(Data for processing Opens)

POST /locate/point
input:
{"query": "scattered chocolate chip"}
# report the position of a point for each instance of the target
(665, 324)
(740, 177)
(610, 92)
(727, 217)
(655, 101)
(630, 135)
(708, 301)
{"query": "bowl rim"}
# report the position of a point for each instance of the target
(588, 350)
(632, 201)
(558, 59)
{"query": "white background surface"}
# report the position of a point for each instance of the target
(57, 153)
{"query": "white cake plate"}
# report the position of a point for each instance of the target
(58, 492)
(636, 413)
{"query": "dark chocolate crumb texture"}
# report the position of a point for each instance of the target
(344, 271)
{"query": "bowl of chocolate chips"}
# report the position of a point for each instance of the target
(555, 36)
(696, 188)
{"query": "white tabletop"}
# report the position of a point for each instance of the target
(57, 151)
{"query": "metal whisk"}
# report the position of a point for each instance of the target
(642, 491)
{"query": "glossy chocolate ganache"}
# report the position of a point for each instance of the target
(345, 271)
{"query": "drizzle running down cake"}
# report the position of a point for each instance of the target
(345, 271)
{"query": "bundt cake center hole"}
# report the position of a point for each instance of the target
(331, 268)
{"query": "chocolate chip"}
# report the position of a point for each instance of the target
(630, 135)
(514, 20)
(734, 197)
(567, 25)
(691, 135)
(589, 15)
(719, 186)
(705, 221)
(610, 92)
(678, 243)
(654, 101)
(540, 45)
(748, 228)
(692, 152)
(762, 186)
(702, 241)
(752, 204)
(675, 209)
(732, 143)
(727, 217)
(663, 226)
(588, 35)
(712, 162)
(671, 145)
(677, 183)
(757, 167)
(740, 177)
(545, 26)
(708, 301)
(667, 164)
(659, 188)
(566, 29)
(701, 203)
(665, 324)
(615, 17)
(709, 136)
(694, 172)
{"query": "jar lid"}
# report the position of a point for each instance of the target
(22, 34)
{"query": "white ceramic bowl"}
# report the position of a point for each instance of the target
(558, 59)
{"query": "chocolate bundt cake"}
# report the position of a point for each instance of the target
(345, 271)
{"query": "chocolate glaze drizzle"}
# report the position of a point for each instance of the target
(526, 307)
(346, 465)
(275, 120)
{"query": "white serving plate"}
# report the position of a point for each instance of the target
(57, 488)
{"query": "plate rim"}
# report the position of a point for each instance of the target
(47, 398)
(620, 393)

(Data for processing Closes)
(Data for processing Opens)

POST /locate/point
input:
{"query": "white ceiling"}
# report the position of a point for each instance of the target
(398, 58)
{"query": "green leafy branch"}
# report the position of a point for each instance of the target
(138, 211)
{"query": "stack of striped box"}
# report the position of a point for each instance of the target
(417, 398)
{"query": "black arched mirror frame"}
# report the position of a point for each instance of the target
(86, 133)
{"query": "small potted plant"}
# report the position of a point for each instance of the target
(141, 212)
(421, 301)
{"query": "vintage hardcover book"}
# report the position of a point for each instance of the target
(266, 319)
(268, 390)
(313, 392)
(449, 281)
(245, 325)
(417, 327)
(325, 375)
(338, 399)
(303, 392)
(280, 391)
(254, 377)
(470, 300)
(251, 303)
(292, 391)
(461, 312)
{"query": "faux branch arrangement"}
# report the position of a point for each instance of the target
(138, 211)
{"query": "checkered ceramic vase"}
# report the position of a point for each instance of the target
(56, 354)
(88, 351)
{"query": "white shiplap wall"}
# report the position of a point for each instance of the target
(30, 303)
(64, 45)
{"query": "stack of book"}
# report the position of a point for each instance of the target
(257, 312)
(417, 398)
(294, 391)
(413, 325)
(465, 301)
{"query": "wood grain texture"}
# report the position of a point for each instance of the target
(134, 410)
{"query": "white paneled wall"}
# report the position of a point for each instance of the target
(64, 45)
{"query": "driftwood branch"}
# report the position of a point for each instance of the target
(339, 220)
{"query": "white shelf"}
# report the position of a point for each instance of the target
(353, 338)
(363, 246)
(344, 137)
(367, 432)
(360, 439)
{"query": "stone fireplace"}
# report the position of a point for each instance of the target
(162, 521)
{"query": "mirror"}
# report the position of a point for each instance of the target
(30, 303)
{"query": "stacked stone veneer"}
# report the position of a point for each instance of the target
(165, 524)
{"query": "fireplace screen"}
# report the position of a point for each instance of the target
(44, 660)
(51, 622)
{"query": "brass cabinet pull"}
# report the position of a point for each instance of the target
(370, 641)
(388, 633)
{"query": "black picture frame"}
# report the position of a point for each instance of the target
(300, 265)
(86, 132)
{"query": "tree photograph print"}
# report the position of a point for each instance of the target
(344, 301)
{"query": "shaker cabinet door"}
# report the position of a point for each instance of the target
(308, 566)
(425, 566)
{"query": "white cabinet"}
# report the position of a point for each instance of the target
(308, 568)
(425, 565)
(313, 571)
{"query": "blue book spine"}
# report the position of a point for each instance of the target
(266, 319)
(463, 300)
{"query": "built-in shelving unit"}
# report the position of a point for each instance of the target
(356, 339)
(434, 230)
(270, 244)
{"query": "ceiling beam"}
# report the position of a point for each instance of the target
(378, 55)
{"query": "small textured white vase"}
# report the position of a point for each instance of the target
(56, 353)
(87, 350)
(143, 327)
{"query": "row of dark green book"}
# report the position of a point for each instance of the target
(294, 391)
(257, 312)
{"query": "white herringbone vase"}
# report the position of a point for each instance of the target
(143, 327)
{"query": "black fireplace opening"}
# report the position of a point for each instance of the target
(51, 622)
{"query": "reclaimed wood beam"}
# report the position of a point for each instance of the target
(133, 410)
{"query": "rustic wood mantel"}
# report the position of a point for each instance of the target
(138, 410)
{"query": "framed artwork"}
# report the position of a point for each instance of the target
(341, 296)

(Data for processing Closes)

Your objective:
Among the entries above, find every line holding "chocolate" and copy it.

Output below:
{"query": "scattered chocolate chip"}
{"query": "dark chocolate crumb texture"}
{"query": "bowl of chocolate chips"}
{"query": "glossy chocolate ganache"}
{"query": "chocolate chip"}
{"query": "chocolate bundt cake"}
{"query": "chocolate glaze drizzle"}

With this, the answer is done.